STATED PROBLEM: Locate each line in the listing that contains the word "person", and reproduce every such line.

RECORDS FOR THE TASK:

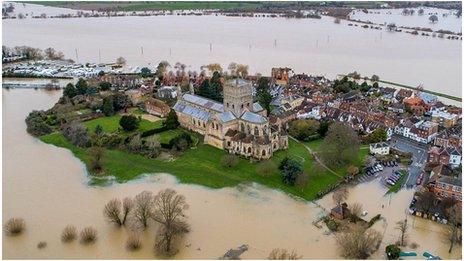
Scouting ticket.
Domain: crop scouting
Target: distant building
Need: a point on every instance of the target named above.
(281, 75)
(448, 187)
(168, 92)
(340, 212)
(380, 148)
(444, 118)
(157, 107)
(447, 156)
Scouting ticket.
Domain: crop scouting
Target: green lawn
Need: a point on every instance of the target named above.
(201, 165)
(395, 188)
(111, 124)
(166, 136)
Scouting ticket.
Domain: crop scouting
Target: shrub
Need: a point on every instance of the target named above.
(153, 131)
(129, 122)
(229, 160)
(133, 243)
(392, 251)
(36, 123)
(181, 142)
(88, 235)
(69, 234)
(266, 168)
(14, 226)
(77, 134)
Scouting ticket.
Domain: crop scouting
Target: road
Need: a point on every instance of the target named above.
(419, 152)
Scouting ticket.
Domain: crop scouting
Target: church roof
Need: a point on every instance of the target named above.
(204, 102)
(192, 111)
(253, 117)
(257, 107)
(227, 116)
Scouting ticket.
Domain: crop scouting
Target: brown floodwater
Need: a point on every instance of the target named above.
(48, 187)
(314, 46)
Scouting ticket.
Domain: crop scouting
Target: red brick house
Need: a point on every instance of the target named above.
(157, 107)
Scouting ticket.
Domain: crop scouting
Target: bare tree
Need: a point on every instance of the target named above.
(359, 243)
(112, 211)
(283, 254)
(127, 205)
(69, 234)
(356, 211)
(169, 210)
(402, 226)
(96, 160)
(340, 195)
(233, 68)
(143, 204)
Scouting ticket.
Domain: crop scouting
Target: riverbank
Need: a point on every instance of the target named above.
(202, 165)
(439, 94)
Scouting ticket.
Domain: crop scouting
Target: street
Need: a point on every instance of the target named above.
(419, 157)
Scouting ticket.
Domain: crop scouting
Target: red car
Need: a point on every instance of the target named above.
(419, 179)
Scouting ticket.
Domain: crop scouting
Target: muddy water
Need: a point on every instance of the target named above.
(446, 19)
(315, 46)
(47, 186)
(427, 234)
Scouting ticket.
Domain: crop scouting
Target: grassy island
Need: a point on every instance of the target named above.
(201, 164)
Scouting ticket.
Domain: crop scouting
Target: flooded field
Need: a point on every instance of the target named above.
(446, 18)
(47, 186)
(314, 46)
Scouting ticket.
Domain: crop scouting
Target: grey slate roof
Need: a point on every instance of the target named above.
(192, 111)
(201, 101)
(227, 116)
(257, 107)
(253, 117)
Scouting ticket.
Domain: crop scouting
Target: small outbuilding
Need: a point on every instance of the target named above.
(340, 212)
(157, 107)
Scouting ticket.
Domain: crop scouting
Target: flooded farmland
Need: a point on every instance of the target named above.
(314, 46)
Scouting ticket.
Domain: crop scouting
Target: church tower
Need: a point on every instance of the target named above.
(238, 96)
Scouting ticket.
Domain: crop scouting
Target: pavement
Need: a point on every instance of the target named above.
(419, 157)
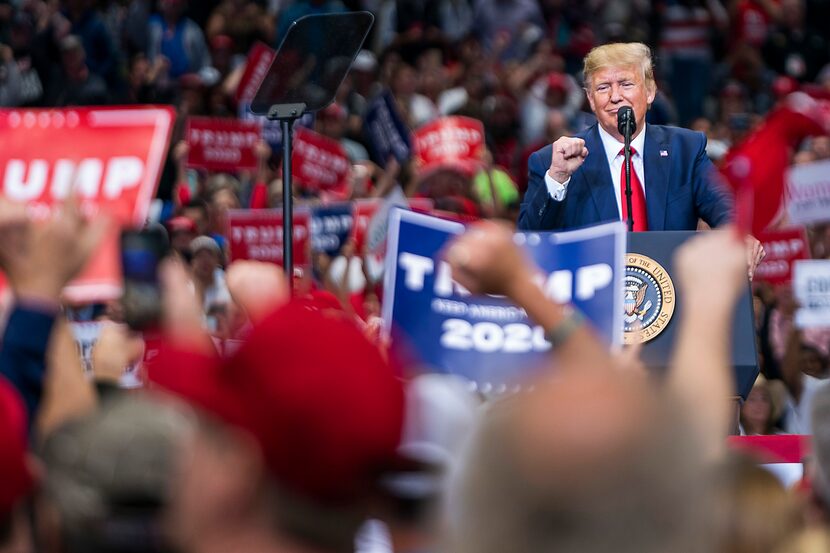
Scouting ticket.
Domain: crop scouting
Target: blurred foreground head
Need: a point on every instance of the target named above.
(300, 426)
(591, 461)
(108, 478)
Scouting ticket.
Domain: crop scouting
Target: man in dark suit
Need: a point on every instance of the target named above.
(578, 181)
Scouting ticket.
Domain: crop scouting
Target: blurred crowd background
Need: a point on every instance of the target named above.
(515, 65)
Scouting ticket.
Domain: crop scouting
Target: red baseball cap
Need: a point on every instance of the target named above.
(557, 81)
(180, 224)
(16, 481)
(322, 403)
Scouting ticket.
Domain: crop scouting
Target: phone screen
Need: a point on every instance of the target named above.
(141, 253)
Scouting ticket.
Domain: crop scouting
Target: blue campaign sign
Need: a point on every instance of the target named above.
(385, 131)
(485, 338)
(331, 226)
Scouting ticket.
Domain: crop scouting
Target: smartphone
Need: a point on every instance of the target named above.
(141, 253)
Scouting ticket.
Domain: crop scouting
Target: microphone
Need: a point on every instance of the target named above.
(626, 125)
(625, 122)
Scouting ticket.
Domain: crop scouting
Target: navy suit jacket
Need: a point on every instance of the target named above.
(680, 186)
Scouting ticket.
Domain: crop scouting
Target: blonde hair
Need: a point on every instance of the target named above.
(620, 54)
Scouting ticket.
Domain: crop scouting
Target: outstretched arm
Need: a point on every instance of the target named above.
(700, 376)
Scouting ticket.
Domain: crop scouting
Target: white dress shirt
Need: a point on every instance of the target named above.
(612, 147)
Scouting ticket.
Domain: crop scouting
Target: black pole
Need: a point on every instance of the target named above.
(627, 162)
(288, 201)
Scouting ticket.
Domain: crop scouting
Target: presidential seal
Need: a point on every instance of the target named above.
(648, 299)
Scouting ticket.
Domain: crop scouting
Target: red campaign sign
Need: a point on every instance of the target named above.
(259, 61)
(783, 248)
(318, 162)
(111, 157)
(450, 143)
(257, 234)
(222, 144)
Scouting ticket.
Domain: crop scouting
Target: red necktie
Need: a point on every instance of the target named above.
(638, 198)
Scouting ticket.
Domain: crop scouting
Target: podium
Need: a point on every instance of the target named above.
(659, 247)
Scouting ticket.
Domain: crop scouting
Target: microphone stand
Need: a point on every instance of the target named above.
(627, 165)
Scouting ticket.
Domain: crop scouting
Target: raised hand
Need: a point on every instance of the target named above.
(486, 260)
(567, 155)
(41, 257)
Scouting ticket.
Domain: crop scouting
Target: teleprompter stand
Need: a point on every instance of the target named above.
(309, 67)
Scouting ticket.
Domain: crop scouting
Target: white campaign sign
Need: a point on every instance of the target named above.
(811, 286)
(808, 193)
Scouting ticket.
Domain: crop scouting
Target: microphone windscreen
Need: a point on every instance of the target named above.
(625, 120)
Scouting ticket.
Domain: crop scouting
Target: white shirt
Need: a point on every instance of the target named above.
(612, 147)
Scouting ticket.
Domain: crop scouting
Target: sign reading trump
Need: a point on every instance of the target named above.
(485, 338)
(110, 158)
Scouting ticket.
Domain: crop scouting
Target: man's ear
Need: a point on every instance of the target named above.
(588, 95)
(651, 93)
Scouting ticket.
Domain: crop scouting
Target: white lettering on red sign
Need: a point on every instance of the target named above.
(24, 181)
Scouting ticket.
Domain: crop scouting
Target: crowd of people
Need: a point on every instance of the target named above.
(272, 414)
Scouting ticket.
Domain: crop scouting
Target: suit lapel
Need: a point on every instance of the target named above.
(598, 177)
(656, 166)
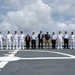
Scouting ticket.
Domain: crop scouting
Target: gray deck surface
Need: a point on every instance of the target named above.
(38, 62)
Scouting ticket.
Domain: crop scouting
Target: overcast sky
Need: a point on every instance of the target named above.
(36, 15)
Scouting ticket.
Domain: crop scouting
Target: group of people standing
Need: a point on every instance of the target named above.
(20, 40)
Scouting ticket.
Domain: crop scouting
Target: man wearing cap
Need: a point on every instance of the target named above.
(15, 40)
(66, 40)
(53, 40)
(1, 40)
(8, 40)
(60, 40)
(40, 40)
(47, 40)
(72, 41)
(33, 40)
(21, 37)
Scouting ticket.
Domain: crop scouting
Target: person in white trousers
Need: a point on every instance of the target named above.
(8, 40)
(1, 40)
(21, 37)
(60, 37)
(15, 40)
(72, 41)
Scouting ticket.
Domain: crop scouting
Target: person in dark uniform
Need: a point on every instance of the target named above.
(47, 40)
(27, 39)
(40, 38)
(33, 40)
(66, 40)
(53, 40)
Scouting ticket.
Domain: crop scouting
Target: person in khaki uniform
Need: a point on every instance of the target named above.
(47, 40)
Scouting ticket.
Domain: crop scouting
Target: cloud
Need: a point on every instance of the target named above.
(36, 15)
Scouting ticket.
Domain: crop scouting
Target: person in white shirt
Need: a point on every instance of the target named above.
(33, 40)
(15, 40)
(22, 37)
(8, 39)
(66, 40)
(1, 40)
(59, 37)
(72, 41)
(53, 40)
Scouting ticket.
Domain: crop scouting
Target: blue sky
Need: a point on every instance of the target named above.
(36, 15)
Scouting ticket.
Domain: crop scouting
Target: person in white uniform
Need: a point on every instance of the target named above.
(8, 40)
(72, 41)
(53, 40)
(1, 40)
(60, 37)
(33, 40)
(66, 40)
(15, 40)
(21, 37)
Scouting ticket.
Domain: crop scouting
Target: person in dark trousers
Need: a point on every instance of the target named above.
(66, 40)
(53, 40)
(47, 40)
(40, 40)
(33, 40)
(27, 40)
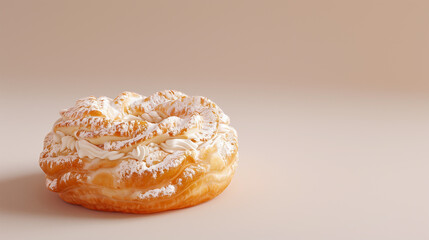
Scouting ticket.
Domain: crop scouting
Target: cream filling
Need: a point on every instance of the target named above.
(140, 152)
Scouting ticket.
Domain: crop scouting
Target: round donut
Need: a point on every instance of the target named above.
(140, 154)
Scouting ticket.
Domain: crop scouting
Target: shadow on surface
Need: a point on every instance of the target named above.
(27, 195)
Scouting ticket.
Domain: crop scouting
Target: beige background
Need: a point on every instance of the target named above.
(330, 100)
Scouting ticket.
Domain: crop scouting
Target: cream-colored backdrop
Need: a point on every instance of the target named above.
(330, 100)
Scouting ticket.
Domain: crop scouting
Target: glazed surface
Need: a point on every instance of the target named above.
(140, 154)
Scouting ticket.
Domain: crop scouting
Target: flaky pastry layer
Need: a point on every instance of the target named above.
(140, 154)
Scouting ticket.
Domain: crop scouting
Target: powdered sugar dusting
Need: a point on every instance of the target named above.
(158, 192)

EXERCISE ANSWER:
Target: person in white trousers
Target: person in dark uniform
Target: person in khaki uniform
Target: person in white shirt
Target: person in white uniform
Target: person in dark trousers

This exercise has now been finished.